**Brief**
Repeat these records exactly, pictures excluded.

Records from a collection:
+ + + + + + +

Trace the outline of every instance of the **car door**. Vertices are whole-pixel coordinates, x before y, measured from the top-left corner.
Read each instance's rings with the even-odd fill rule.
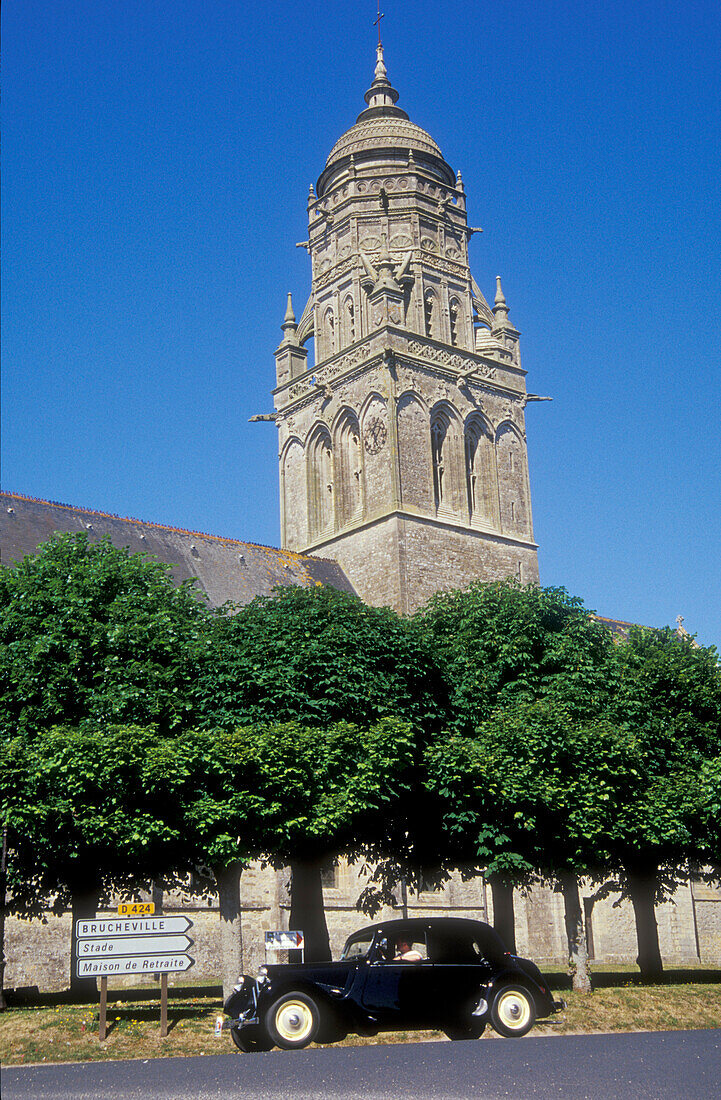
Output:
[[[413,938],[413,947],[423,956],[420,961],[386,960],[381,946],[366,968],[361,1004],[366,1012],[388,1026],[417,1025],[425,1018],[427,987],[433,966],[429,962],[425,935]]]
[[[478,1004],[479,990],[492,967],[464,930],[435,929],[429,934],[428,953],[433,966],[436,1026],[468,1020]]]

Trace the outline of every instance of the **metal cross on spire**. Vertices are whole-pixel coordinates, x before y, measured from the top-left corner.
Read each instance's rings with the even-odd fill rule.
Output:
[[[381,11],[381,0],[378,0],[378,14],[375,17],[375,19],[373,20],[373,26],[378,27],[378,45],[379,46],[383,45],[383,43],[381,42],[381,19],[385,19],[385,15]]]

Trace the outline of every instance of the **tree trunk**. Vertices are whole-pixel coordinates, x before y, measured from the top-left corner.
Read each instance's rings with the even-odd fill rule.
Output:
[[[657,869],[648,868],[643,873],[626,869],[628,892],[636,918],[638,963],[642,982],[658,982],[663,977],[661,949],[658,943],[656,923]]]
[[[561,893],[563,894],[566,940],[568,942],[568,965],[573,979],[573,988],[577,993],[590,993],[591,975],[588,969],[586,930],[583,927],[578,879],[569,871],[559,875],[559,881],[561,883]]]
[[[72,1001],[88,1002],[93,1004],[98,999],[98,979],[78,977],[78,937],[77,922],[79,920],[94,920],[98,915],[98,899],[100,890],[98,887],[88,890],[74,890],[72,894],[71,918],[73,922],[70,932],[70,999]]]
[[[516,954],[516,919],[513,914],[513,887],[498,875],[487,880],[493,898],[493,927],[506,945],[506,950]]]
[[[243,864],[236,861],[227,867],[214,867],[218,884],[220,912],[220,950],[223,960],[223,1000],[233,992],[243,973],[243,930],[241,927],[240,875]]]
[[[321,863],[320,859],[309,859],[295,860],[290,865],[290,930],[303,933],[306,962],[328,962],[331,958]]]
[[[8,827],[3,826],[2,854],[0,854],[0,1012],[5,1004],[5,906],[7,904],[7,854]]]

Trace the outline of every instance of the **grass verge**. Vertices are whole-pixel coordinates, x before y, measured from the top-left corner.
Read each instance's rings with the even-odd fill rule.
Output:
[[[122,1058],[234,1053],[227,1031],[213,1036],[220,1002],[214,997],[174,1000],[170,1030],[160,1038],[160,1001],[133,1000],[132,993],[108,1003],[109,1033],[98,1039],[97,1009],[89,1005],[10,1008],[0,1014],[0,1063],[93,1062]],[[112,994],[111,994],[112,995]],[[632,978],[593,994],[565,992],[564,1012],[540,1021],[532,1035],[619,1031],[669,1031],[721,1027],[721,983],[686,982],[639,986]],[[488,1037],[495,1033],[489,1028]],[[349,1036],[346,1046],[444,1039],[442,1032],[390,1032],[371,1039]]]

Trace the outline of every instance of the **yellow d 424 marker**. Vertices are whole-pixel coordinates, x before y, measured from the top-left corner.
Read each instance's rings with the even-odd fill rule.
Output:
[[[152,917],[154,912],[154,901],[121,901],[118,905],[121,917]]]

+ + + + + + +

**Response to this task**
Trace the outline of every instance of the **car door**. Vertices are whole-pixel coordinates, x before y, measured from the top-left corner.
Read each instance's rings with the even-odd fill rule.
Output:
[[[413,938],[413,947],[423,956],[420,961],[386,960],[381,946],[366,968],[361,1004],[366,1012],[388,1026],[417,1025],[425,1018],[427,987],[433,966],[429,962],[425,935]]]
[[[478,1004],[479,990],[492,967],[464,930],[435,929],[429,934],[428,953],[433,966],[436,1026],[468,1020]]]

Trace the outline of every instance of the **metal cross on spire**. Vertices are whole-pixel coordinates, x before y, measured from the top-left corner.
Read each instance's rings with the even-odd fill rule.
Output:
[[[381,11],[381,0],[378,0],[378,14],[375,17],[375,19],[373,20],[373,26],[378,27],[378,45],[379,46],[383,45],[383,43],[381,42],[381,19],[385,19],[385,15]]]

Trace the outline of every instance of the **tree trunk**. Vertices are whole-pixel coordinates, x before y, measured from the top-left corner.
Read each instance's rings with the even-odd fill rule.
Output:
[[[657,869],[648,868],[643,873],[626,869],[628,892],[636,918],[638,963],[642,982],[658,982],[663,977],[661,949],[658,943],[656,923]]]
[[[561,893],[563,894],[566,940],[568,942],[568,965],[573,979],[573,988],[577,993],[590,993],[591,975],[588,969],[586,930],[583,927],[578,879],[569,871],[559,875],[559,881],[561,883]]]
[[[72,1001],[88,1002],[93,1004],[98,999],[98,979],[78,977],[78,937],[77,922],[79,920],[94,920],[98,915],[98,899],[100,890],[98,887],[88,890],[74,890],[72,894],[71,918],[73,922],[70,932],[70,999]]]
[[[516,954],[516,919],[513,914],[513,887],[498,875],[487,880],[493,898],[493,927],[506,945],[506,950]]]
[[[243,864],[236,861],[227,867],[214,867],[218,884],[220,912],[220,950],[223,960],[223,1000],[233,992],[243,973],[243,930],[241,927],[240,875]]]
[[[321,863],[320,859],[309,859],[295,860],[290,865],[290,930],[303,933],[306,962],[328,962],[331,958]]]
[[[8,827],[3,826],[2,854],[0,854],[0,1012],[5,1004],[5,906],[7,904],[7,854]]]

Trace the outline of every instance of the **grass verge**. Vertices are whole-pixel coordinates, x before y, measured from the top-left corner.
Read each instance's rings with the even-odd fill rule.
Output:
[[[122,1058],[234,1053],[227,1031],[213,1036],[220,1002],[214,997],[174,1000],[170,1030],[160,1038],[160,1001],[133,1000],[132,993],[108,1003],[109,1033],[98,1039],[97,1009],[89,1005],[10,1008],[0,1014],[0,1063],[93,1062]],[[112,994],[111,994],[112,995]],[[632,978],[593,994],[565,992],[564,1012],[540,1021],[532,1035],[619,1031],[669,1031],[721,1027],[721,983],[686,982],[639,986]],[[488,1037],[495,1033],[489,1028]],[[349,1036],[346,1046],[444,1039],[442,1032],[390,1032],[371,1039]]]

Trace the outline of every instance of the **yellow d 424 marker**. Vertices are whole-pixel coordinates, x before y, measured from the top-left corner.
Read each instance's rings with the even-odd fill rule.
Output:
[[[152,917],[154,912],[154,901],[121,901],[118,905],[121,917]]]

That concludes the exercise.